▸ **Assigned task**
From the TG Therapeutics stock article below, print the passage starting at "So it’s pretty" and ending at "in the works.".

Stock in TG Therapeutics (TGTX) popped in Wednesday trading, seeing shares bounce 9.11%. Driving the gains appears to be the favorable deal secured by rival Infinity (INFI) with AbbVie (ABBV) . The deal, which gives AbbVie the right to market and commercialize duvelisib, an oral inhibitor of phosphoinositide-3-kinase (PI3K)-delta and PI3K-gamma. It includes a $275 million upfront payment to Infinity as well as an additional $550 million in additional payments for reaching regulatory and commercial milestones.

Why Would Infinity’s Deal Benefit TG Therapeutics?

So it’s pretty clear that Infinity hit the lottery with duvelisib after this deal. The announcement prompted a 44.05% spike in the company’s stock in a single day, a pretty substantial jump for a small-cap company of Infinity’s size.

But how does that help TG Therapeutics? It bodes very well for TG Therapeutics own PI3K inhibitor, TGR-1202. As Roth Capital’s Joe Pantginis observed while reiterating his buy rating and $25 price target, the Infinity deal should act as the rising tide that raises all ships for company’s with PI3K inhibitors in the works.

"Management has commented previously that the company would like to hold onto the drugs
for as long as possible, and possibly not partner at all,” Pantginis wrote. “However, given the favorable terms that INFI secured in the deal with ABBV and given TGTX's clinical data to date, we believe TGTX would have significant leverage if it chose to pursue a partnership."

[Data records]
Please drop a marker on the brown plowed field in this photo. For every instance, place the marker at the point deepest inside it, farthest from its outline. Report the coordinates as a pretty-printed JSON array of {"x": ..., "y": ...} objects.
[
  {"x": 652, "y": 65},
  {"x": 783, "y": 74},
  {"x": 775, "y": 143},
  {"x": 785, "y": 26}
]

▸ **Solution to this problem**
So it’s pretty clear that Infinity hit the lottery with duvelisib after this deal. The announcement prompted a 44.05% spike in the company’s stock in a single day, a pretty substantial jump for a small-cap company of Infinity’s size.

But how does that help TG Therapeutics? It bodes very well for TG Therapeutics own PI3K inhibitor, TGR-1202. As Roth Capital’s Joe Pantginis observed while reiterating his buy rating and $25 price target, the Infinity deal should act as the rising tide that raises all ships for company’s with PI3K inhibitors in the works.